__Records to process__.
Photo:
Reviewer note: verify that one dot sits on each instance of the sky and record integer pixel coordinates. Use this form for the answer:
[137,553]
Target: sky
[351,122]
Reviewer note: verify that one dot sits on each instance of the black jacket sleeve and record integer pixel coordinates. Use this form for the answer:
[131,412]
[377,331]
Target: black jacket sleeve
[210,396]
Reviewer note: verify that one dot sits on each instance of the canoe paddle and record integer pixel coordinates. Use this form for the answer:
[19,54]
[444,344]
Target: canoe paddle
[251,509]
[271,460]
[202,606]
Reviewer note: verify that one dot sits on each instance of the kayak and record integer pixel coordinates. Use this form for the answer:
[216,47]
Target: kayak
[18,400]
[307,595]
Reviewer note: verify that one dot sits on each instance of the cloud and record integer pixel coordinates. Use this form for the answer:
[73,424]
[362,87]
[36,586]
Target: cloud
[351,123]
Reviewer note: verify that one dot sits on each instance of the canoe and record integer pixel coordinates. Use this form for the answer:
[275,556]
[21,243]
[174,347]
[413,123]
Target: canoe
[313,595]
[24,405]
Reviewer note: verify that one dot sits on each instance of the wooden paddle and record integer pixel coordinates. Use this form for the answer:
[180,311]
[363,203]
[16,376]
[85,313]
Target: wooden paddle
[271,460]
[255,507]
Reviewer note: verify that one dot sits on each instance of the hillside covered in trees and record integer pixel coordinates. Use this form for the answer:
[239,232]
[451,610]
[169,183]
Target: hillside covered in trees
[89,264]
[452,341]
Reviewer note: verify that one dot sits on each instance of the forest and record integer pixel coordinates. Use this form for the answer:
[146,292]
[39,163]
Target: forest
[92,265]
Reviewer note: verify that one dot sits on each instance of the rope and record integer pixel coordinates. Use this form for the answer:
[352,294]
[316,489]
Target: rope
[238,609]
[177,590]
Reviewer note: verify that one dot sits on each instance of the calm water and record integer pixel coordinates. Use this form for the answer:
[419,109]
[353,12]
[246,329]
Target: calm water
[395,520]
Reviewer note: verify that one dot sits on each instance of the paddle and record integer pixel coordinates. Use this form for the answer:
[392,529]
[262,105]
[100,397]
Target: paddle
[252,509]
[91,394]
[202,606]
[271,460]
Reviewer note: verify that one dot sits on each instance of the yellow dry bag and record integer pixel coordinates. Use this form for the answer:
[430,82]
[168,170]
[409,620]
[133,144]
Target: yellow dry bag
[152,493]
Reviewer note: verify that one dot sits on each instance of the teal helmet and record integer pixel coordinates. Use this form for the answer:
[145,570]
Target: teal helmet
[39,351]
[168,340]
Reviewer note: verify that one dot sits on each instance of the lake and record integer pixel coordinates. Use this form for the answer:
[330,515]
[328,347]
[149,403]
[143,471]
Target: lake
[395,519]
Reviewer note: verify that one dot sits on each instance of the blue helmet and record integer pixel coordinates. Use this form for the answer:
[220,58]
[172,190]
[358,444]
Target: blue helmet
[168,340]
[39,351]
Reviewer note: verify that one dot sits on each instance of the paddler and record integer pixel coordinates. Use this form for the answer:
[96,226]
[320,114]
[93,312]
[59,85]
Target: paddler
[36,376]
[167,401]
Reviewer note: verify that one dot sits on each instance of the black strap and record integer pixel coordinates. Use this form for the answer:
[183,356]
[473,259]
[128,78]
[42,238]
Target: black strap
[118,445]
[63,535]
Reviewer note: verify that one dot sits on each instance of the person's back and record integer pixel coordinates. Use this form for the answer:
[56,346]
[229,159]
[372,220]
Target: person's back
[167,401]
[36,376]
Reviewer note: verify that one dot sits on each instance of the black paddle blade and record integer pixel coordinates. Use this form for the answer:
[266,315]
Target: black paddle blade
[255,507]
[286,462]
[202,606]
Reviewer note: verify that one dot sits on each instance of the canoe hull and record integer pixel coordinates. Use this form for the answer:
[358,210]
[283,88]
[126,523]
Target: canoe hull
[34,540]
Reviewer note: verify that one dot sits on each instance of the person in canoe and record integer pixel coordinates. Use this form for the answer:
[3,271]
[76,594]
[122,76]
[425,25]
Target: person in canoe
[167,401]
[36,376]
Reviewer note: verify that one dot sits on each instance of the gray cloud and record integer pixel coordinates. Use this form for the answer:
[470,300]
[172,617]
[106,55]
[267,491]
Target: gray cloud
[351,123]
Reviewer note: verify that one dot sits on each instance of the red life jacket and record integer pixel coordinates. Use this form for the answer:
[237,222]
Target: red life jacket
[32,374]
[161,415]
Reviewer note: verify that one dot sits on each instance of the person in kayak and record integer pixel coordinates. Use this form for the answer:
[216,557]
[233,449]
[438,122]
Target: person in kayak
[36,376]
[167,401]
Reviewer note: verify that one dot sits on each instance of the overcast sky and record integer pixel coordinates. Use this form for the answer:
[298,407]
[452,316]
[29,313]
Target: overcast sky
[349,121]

__What you will do__. Take the lines above and retype all of them exactly.

__Answer to the exercise__.
Photo:
Reviewer note: verify that one dot sits on each instance of the sky and record integer pixel coordinates. Use this form for the answer:
[137,553]
Target: sky
[351,122]
Reviewer note: verify that one dot sits on each instance of the black jacket sleeve and record integer pixel coordinates. Use this form for the answer:
[131,412]
[377,331]
Target: black jacket sleeve
[210,396]
Reviewer note: verify that one dot sits on each instance of the canoe paddle and record integer pixel coordinates. Use this form for the answer:
[19,54]
[444,344]
Target: canoe paddle
[251,509]
[271,460]
[202,606]
Reviewer note: verify that one dot sits on each instance of the kayak and record integer pixel coordinates. Use this form for the answer:
[216,47]
Target: kayak
[18,400]
[307,595]
Reviewer note: verify that one dot sits on each instance of the cloud and record integer pixel coordinates. Use this form for the answer:
[73,424]
[362,87]
[36,586]
Target: cloud
[351,123]
Reviewer note: verify that one dot sits on each instance of the canoe and record integer pixel coordinates. Use this form for the answer:
[275,556]
[21,243]
[174,347]
[413,123]
Target: canoe
[313,595]
[24,405]
Reviewer note: verify that one dot sits on each instance of the wooden paddle and record integer pixel coordinates. Use this form for the answer:
[180,311]
[363,203]
[16,376]
[85,313]
Target: wooden paddle
[271,460]
[255,507]
Reviewer note: verify that one dot sits on each instance of the hillside covered in trees and record integer pixel coordinates. Use this form for the answer:
[239,232]
[451,610]
[169,183]
Target: hillside covered in trees
[89,264]
[452,341]
Reviewer note: verify that one dot sits on each instance of the forest and record integer pixel coordinates. Use this form for the answer:
[146,292]
[39,163]
Target: forest
[92,265]
Reviewer note: verify that one dot sits on each instance of the rope and record integer pixel coordinates. Use this form for the answer:
[352,294]
[316,489]
Target: rope
[238,609]
[177,590]
Reviewer note: verify that one dot sits on each instance of the calm water and record integer pixel coordinates. Use this form for the answer:
[419,109]
[353,12]
[246,329]
Target: calm water
[395,520]
Reviewer note: verify that one dot sits on each instance of the paddle and record integer pixel coordinates. Use this form for the answer:
[392,529]
[262,105]
[100,397]
Target: paddle
[252,509]
[91,394]
[202,606]
[271,460]
Reviewer note: verify that one dot sits on each instance of the yellow dry bag and record integer pixel coordinates. Use this form for the answer:
[430,82]
[168,170]
[409,620]
[133,144]
Target: yellow dry bag
[152,493]
Reviewer note: verify that one dot sits on each instance of the teal helmet and record integer pixel coordinates. Use this form for the answer:
[145,570]
Target: teal helmet
[39,351]
[168,340]
Reviewer note: verify that one dot sits on each instance of the lake and record integer pixel coordinates. Use this form for the answer:
[330,515]
[328,347]
[149,403]
[143,471]
Target: lake
[395,519]
Reviewer note: verify that one dot sits on each instance of the blue helmet and record integer pixel coordinates. Use this form for the answer:
[220,58]
[172,190]
[358,444]
Target: blue helmet
[168,340]
[39,351]
Reviewer note: verify that one dot sits on each instance of the paddler and record integer pixel coordinates. Use this form for the answer:
[96,226]
[320,114]
[93,312]
[59,85]
Target: paddler
[36,376]
[167,401]
Reviewer note: verify that one dot sits on each instance of the black strap and record integer pixel coordinates. Use this form for the answer:
[183,356]
[473,259]
[128,78]
[42,238]
Target: black strap
[118,445]
[63,535]
Reviewer note: verify that one dot sits on each instance of the person's back and record integer pixel coordinates. Use this form for the answer:
[56,346]
[229,159]
[372,220]
Target: person's back
[167,401]
[36,376]
Reviewer note: verify that one dot sits on each instance of the black paddle blade and record integer pixel coordinates. Use this form for the answer:
[266,315]
Target: black paddle blade
[255,507]
[286,462]
[202,606]
Reviewer note: verify that one dot sits on each instance of the canoe hull and record integer pixel coordinates. Use this form for the answer:
[358,210]
[283,88]
[126,523]
Target: canoe hull
[34,540]
Reviewer note: verify that one dot sits on each instance of the person in canoe and record integer pixel coordinates. Use this form for the answer:
[3,271]
[76,594]
[122,76]
[425,25]
Target: person in canoe
[167,401]
[36,376]
Reviewer note: verify that one dot sits on each instance of the gray cloud and record integer pixel coordinates. Use this form for the answer:
[470,300]
[172,617]
[106,55]
[267,491]
Target: gray cloud
[351,123]
Reviewer note: verify that one dot sits on each instance of the red life jacket and record integer pixel coordinates. Use this form for the answer:
[237,222]
Target: red life jacket
[32,374]
[161,415]
Reviewer note: verify that one dot sits on each instance of the person in kayak and record integer pixel coordinates. Use this form for the answer:
[216,557]
[233,449]
[438,122]
Target: person in kayak
[36,376]
[167,401]
Reviewer note: verify that one dot sits on each instance of the overcast sky and record integer pixel coordinates. Use this form for the answer:
[298,407]
[452,316]
[29,313]
Target: overcast sky
[349,121]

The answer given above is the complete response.